▶ _EXERCISE DETAILS_: Look through the entries for the string "cloud", and copy each line that holds it.

[[ STORED DATA, beginning ]]

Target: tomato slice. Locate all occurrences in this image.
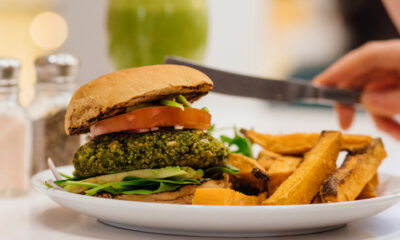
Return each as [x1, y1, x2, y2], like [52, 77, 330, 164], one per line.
[90, 106, 211, 137]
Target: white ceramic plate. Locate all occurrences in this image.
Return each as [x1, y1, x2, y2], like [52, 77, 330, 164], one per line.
[32, 166, 400, 237]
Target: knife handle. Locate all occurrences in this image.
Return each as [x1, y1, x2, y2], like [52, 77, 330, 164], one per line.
[314, 86, 361, 105]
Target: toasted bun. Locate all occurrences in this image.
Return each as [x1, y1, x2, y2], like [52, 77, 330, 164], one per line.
[65, 64, 213, 135]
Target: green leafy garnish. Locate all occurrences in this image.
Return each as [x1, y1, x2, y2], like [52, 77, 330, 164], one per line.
[204, 165, 240, 177]
[126, 103, 154, 112]
[59, 172, 73, 179]
[121, 182, 181, 195]
[160, 99, 184, 111]
[176, 167, 204, 179]
[122, 95, 212, 114]
[53, 179, 68, 186]
[201, 106, 209, 112]
[63, 181, 99, 188]
[220, 126, 253, 158]
[47, 164, 238, 196]
[176, 95, 192, 107]
[84, 177, 202, 196]
[208, 124, 215, 135]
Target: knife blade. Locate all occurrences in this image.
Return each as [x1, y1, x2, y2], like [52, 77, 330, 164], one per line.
[165, 56, 360, 105]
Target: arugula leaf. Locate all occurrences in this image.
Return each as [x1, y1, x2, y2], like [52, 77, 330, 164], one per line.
[63, 181, 99, 188]
[174, 167, 204, 180]
[126, 103, 154, 112]
[176, 95, 192, 107]
[47, 176, 90, 189]
[122, 177, 201, 184]
[160, 99, 184, 110]
[84, 177, 203, 196]
[44, 181, 53, 188]
[124, 96, 210, 114]
[220, 126, 253, 157]
[204, 165, 240, 177]
[53, 179, 68, 186]
[208, 124, 215, 135]
[201, 107, 210, 112]
[121, 182, 181, 195]
[59, 172, 73, 179]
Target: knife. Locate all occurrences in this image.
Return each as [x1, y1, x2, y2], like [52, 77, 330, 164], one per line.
[165, 56, 360, 105]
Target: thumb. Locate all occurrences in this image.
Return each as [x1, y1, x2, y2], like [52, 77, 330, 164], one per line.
[361, 89, 400, 117]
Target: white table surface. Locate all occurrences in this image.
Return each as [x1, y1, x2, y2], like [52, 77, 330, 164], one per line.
[1, 93, 400, 240]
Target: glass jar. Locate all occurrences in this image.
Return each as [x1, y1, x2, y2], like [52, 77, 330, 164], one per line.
[107, 0, 208, 69]
[28, 53, 80, 174]
[0, 58, 31, 197]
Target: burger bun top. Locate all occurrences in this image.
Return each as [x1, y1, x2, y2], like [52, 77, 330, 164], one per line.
[65, 64, 213, 135]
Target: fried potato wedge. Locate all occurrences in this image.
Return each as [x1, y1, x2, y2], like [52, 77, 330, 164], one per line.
[313, 174, 379, 202]
[370, 173, 379, 187]
[257, 149, 282, 170]
[263, 131, 342, 205]
[356, 181, 376, 200]
[229, 153, 266, 173]
[228, 153, 269, 194]
[242, 129, 372, 155]
[356, 174, 379, 200]
[257, 149, 302, 194]
[192, 188, 266, 205]
[320, 139, 386, 203]
[311, 194, 322, 204]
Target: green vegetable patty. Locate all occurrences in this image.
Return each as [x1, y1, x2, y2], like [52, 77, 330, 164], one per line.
[73, 130, 230, 178]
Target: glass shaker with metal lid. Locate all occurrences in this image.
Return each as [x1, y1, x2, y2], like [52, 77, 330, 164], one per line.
[0, 58, 31, 197]
[28, 53, 80, 174]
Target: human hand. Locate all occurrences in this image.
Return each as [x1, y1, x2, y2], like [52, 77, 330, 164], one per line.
[313, 40, 400, 140]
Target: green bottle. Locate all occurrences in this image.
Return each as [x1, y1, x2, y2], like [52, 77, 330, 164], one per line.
[107, 0, 208, 69]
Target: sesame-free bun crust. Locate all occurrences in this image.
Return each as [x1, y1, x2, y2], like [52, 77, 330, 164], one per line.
[65, 64, 213, 135]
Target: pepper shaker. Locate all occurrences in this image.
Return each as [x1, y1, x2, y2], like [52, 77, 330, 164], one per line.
[28, 53, 80, 174]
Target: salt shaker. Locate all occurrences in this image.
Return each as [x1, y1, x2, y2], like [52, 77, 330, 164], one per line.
[28, 53, 80, 174]
[0, 58, 31, 197]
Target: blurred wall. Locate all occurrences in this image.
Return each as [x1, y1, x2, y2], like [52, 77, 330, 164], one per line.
[59, 0, 113, 84]
[59, 0, 272, 85]
[204, 0, 270, 77]
[58, 0, 348, 85]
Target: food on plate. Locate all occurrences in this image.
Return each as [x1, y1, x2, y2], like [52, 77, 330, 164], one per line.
[116, 179, 231, 204]
[311, 175, 379, 203]
[256, 149, 282, 169]
[47, 64, 241, 203]
[241, 129, 372, 155]
[311, 194, 322, 204]
[192, 188, 266, 205]
[73, 130, 228, 178]
[218, 127, 254, 158]
[43, 66, 387, 206]
[227, 153, 269, 194]
[47, 116, 387, 206]
[320, 139, 386, 203]
[263, 131, 342, 205]
[357, 174, 379, 200]
[257, 150, 302, 194]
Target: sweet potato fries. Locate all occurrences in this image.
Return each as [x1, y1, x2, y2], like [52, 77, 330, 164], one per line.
[193, 129, 387, 206]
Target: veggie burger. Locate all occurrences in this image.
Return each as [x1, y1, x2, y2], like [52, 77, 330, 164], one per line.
[50, 64, 235, 204]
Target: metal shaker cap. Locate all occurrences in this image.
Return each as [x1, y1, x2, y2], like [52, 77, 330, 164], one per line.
[35, 53, 79, 83]
[0, 58, 20, 87]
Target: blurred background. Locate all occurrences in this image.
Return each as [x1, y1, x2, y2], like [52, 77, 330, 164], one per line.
[1, 0, 399, 184]
[1, 0, 398, 106]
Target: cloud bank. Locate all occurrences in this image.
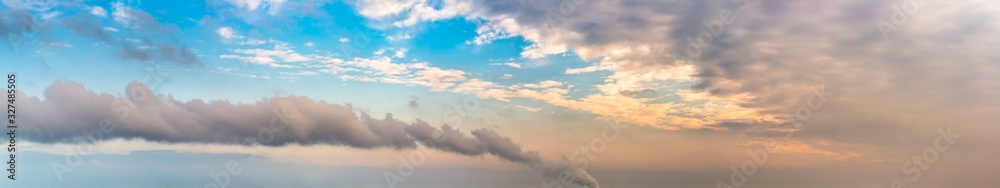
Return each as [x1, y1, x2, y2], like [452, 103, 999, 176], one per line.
[18, 81, 599, 188]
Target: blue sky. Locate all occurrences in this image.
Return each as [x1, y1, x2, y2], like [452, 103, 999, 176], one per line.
[3, 0, 623, 119]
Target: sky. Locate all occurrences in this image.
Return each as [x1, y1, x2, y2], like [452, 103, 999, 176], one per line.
[1, 0, 999, 187]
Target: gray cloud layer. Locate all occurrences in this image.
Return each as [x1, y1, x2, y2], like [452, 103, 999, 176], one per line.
[18, 81, 599, 188]
[463, 0, 999, 111]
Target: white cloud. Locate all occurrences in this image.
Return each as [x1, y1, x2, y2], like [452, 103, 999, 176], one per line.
[467, 19, 514, 45]
[387, 34, 411, 41]
[316, 56, 469, 91]
[111, 2, 133, 27]
[217, 27, 241, 39]
[223, 0, 287, 14]
[103, 27, 120, 32]
[90, 6, 108, 17]
[372, 47, 409, 58]
[501, 74, 513, 79]
[565, 57, 622, 74]
[504, 62, 521, 69]
[305, 42, 314, 47]
[241, 38, 267, 45]
[48, 42, 72, 48]
[221, 43, 310, 68]
[594, 65, 697, 96]
[517, 105, 541, 112]
[353, 0, 473, 27]
[489, 62, 521, 69]
[40, 11, 60, 20]
[353, 0, 420, 19]
[213, 67, 272, 78]
[520, 43, 567, 59]
[339, 37, 350, 43]
[520, 80, 563, 89]
[393, 48, 408, 58]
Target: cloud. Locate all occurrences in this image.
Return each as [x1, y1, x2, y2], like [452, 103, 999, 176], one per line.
[0, 9, 50, 43]
[205, 0, 334, 28]
[90, 6, 108, 17]
[386, 33, 411, 41]
[21, 81, 416, 148]
[65, 2, 201, 66]
[111, 2, 170, 33]
[404, 121, 598, 188]
[119, 40, 201, 66]
[317, 56, 468, 91]
[467, 19, 514, 45]
[522, 80, 563, 89]
[217, 26, 241, 39]
[370, 47, 409, 58]
[490, 62, 521, 69]
[0, 0, 58, 12]
[393, 48, 408, 58]
[351, 0, 1000, 131]
[61, 14, 113, 42]
[222, 42, 309, 68]
[521, 43, 567, 59]
[351, 0, 473, 27]
[407, 95, 419, 108]
[223, 0, 287, 12]
[409, 1, 999, 168]
[517, 105, 541, 112]
[18, 81, 416, 148]
[20, 81, 600, 188]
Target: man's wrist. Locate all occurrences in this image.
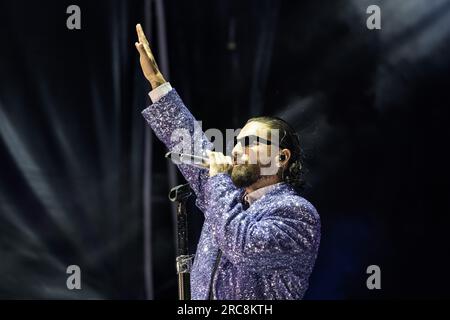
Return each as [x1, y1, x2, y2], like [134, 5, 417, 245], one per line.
[149, 82, 172, 103]
[149, 78, 166, 90]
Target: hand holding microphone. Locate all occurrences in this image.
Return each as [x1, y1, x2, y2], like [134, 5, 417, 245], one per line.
[165, 150, 233, 177]
[205, 150, 234, 177]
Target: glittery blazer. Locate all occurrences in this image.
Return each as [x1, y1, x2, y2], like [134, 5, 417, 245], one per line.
[142, 89, 321, 300]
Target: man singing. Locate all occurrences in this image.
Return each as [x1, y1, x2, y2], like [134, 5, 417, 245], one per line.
[135, 24, 320, 300]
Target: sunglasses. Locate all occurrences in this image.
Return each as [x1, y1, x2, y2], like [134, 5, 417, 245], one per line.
[234, 135, 277, 148]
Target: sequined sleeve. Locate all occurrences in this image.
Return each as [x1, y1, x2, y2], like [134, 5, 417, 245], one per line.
[204, 173, 321, 274]
[141, 89, 212, 211]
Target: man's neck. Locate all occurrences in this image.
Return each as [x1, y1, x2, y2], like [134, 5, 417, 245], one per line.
[245, 175, 280, 194]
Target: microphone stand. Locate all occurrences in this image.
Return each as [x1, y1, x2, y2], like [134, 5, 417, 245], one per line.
[169, 183, 194, 300]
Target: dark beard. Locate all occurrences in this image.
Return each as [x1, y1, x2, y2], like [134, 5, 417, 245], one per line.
[231, 164, 261, 188]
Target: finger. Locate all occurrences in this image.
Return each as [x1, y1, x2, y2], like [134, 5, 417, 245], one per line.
[136, 24, 144, 42]
[205, 150, 212, 163]
[211, 152, 217, 165]
[218, 154, 231, 168]
[224, 155, 233, 165]
[143, 43, 155, 60]
[136, 42, 157, 69]
[209, 151, 218, 165]
[136, 24, 149, 45]
[216, 153, 230, 165]
[217, 153, 226, 165]
[135, 42, 148, 58]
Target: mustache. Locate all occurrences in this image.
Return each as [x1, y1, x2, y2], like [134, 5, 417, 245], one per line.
[233, 155, 268, 167]
[233, 155, 255, 165]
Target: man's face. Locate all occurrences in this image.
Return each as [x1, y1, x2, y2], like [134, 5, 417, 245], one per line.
[230, 121, 279, 188]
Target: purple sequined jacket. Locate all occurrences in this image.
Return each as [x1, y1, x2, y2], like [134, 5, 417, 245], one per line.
[142, 89, 321, 300]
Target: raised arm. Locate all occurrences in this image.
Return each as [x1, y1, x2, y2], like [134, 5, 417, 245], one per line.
[135, 23, 212, 211]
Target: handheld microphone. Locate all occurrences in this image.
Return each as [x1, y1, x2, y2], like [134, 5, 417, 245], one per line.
[165, 151, 210, 170]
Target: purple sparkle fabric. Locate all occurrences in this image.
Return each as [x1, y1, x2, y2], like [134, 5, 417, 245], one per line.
[142, 89, 321, 300]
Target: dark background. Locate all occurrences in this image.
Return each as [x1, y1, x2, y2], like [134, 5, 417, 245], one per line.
[0, 0, 449, 299]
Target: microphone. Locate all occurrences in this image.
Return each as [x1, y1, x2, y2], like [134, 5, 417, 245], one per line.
[165, 151, 210, 169]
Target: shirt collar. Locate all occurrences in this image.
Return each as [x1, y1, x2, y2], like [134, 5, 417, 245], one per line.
[243, 183, 283, 206]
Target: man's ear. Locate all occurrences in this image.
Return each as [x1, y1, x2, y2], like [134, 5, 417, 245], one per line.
[278, 149, 291, 167]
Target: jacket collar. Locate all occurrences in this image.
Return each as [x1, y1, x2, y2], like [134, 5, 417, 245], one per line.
[243, 182, 294, 207]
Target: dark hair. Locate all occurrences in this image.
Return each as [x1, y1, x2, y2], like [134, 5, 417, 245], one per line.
[246, 116, 306, 189]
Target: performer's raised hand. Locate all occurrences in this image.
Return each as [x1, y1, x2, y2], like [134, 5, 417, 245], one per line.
[135, 23, 166, 89]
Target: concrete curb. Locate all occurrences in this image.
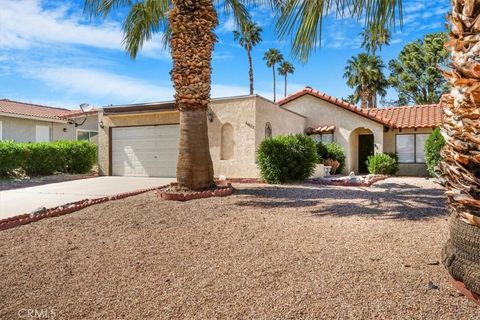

[[ STORED DATA, end ]]

▶ _TASK RESPONSE_:
Target: cloud bank. Locate all occurrences in this image.
Target: gray cloud layer. Locate all occurrences in this image.
Target: white cloud. Locate all occurrences in this image.
Target: cloud. Locate all occurrences in this image.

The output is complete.